— START OF RECORDS TO PROCESS —
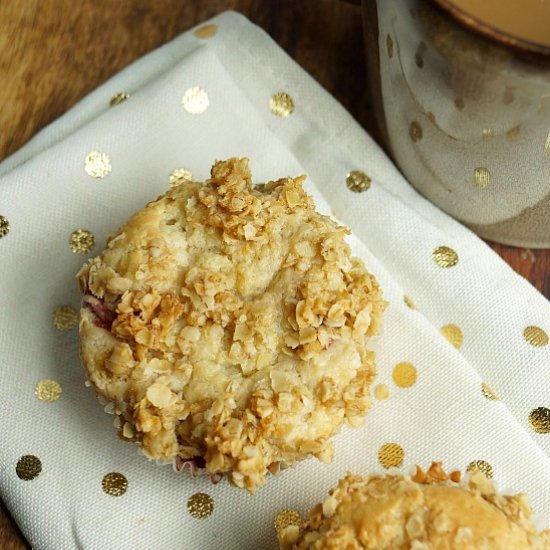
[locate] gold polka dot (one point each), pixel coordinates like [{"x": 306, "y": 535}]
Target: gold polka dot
[
  {"x": 195, "y": 100},
  {"x": 97, "y": 165},
  {"x": 444, "y": 256},
  {"x": 114, "y": 484},
  {"x": 286, "y": 518},
  {"x": 539, "y": 419},
  {"x": 415, "y": 131},
  {"x": 206, "y": 31},
  {"x": 488, "y": 392},
  {"x": 119, "y": 98},
  {"x": 482, "y": 177},
  {"x": 200, "y": 505},
  {"x": 535, "y": 336},
  {"x": 4, "y": 226},
  {"x": 281, "y": 104},
  {"x": 28, "y": 467},
  {"x": 382, "y": 392},
  {"x": 81, "y": 241},
  {"x": 513, "y": 133},
  {"x": 404, "y": 374},
  {"x": 453, "y": 334},
  {"x": 389, "y": 46},
  {"x": 391, "y": 455},
  {"x": 482, "y": 466},
  {"x": 65, "y": 318},
  {"x": 357, "y": 181},
  {"x": 179, "y": 176},
  {"x": 47, "y": 390}
]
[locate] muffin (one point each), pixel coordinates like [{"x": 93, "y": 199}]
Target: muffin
[
  {"x": 426, "y": 511},
  {"x": 226, "y": 325}
]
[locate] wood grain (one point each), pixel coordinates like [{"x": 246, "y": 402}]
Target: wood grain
[{"x": 54, "y": 52}]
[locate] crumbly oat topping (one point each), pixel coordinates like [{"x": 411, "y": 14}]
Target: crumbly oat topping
[
  {"x": 230, "y": 323},
  {"x": 426, "y": 512}
]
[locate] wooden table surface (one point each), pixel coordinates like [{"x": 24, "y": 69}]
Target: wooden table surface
[{"x": 53, "y": 52}]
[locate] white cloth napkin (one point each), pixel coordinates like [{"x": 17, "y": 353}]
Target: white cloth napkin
[{"x": 70, "y": 444}]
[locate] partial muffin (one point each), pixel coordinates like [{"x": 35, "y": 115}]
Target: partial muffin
[
  {"x": 428, "y": 511},
  {"x": 228, "y": 326}
]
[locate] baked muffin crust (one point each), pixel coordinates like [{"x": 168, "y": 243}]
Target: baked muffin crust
[
  {"x": 425, "y": 512},
  {"x": 228, "y": 322}
]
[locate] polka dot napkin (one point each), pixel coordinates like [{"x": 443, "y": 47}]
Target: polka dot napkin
[{"x": 463, "y": 357}]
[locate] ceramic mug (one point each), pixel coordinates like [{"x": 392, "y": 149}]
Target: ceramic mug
[{"x": 464, "y": 109}]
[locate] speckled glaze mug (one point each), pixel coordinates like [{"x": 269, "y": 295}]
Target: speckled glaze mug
— END OF RECORDS TO PROCESS —
WORK INSTRUCTIONS
Format every line of the records above as a JSON array of strings, one string per line, skipping blank lines. Leave the picture lines out of the array.

WRITTEN REPLY
[
  "[locate] gold polka dot (one point each), pixel coordinates like [{\"x\": 306, \"y\": 535}]",
  "Target: gold polka dot",
  "[",
  "  {\"x\": 195, \"y\": 100},",
  "  {\"x\": 97, \"y\": 165},",
  "  {\"x\": 444, \"y\": 256},",
  "  {\"x\": 114, \"y\": 484},",
  "  {\"x\": 286, \"y\": 518},",
  "  {\"x\": 539, \"y\": 419},",
  "  {\"x\": 415, \"y\": 131},",
  "  {\"x\": 206, \"y\": 31},",
  "  {\"x\": 488, \"y\": 392},",
  "  {\"x\": 119, \"y\": 98},",
  "  {\"x\": 482, \"y\": 177},",
  "  {\"x\": 200, \"y\": 505},",
  "  {\"x\": 535, \"y\": 336},",
  "  {\"x\": 4, \"y\": 226},",
  "  {\"x\": 281, \"y\": 104},",
  "  {\"x\": 28, \"y\": 467},",
  "  {\"x\": 382, \"y\": 392},",
  "  {\"x\": 81, \"y\": 241},",
  "  {\"x\": 513, \"y\": 133},",
  "  {\"x\": 404, \"y\": 374},",
  "  {\"x\": 453, \"y\": 334},",
  "  {\"x\": 389, \"y\": 46},",
  "  {\"x\": 391, \"y\": 455},",
  "  {\"x\": 482, \"y\": 466},",
  "  {\"x\": 65, \"y\": 318},",
  "  {\"x\": 357, \"y\": 181},",
  "  {\"x\": 179, \"y\": 176},",
  "  {\"x\": 47, \"y\": 390}",
  "]",
  "[locate] muffin (one point each), pixel coordinates like [{\"x\": 93, \"y\": 199}]",
  "Target: muffin",
  "[",
  "  {\"x\": 426, \"y\": 511},",
  "  {\"x\": 226, \"y\": 325}",
  "]",
  "[locate] wood grain (one point each), pixel coordinates like [{\"x\": 246, \"y\": 402}]",
  "Target: wood grain",
  "[{\"x\": 54, \"y\": 52}]",
  "[locate] crumbly oat topping (one point each), pixel coordinates like [{\"x\": 411, \"y\": 14}]",
  "Target: crumbly oat topping",
  "[",
  "  {\"x\": 230, \"y\": 323},",
  "  {\"x\": 426, \"y\": 512}",
  "]",
  "[locate] wooden table surface (one point each), pixel coordinates like [{\"x\": 24, \"y\": 69}]",
  "Target: wooden table surface",
  "[{\"x\": 53, \"y\": 52}]",
  "[locate] white cloth napkin (one point each), pixel coordinates like [{\"x\": 17, \"y\": 353}]",
  "Target: white cloth napkin",
  "[{\"x\": 70, \"y\": 444}]",
  "[locate] partial muffin (one point each), pixel coordinates like [{\"x\": 35, \"y\": 115}]",
  "Target: partial muffin",
  "[",
  "  {\"x\": 428, \"y\": 511},",
  "  {\"x\": 228, \"y\": 326}",
  "]",
  "[locate] baked muffin crust (one point each), pixel coordinates like [{\"x\": 168, \"y\": 243}]",
  "Target: baked muffin crust",
  "[",
  "  {\"x\": 425, \"y\": 512},",
  "  {\"x\": 228, \"y\": 322}",
  "]",
  "[locate] polka dot napkin (one point each), pixel coordinates like [{\"x\": 443, \"y\": 47}]",
  "Target: polka dot napkin",
  "[{\"x\": 463, \"y\": 357}]",
  "[locate] ceramic mug (one point each), pixel coordinates like [{\"x\": 392, \"y\": 149}]",
  "Target: ceramic mug",
  "[{\"x\": 464, \"y\": 109}]",
  "[locate] speckled glaze mug (one point each), pixel coordinates like [{\"x\": 269, \"y\": 295}]",
  "Target: speckled glaze mug"
]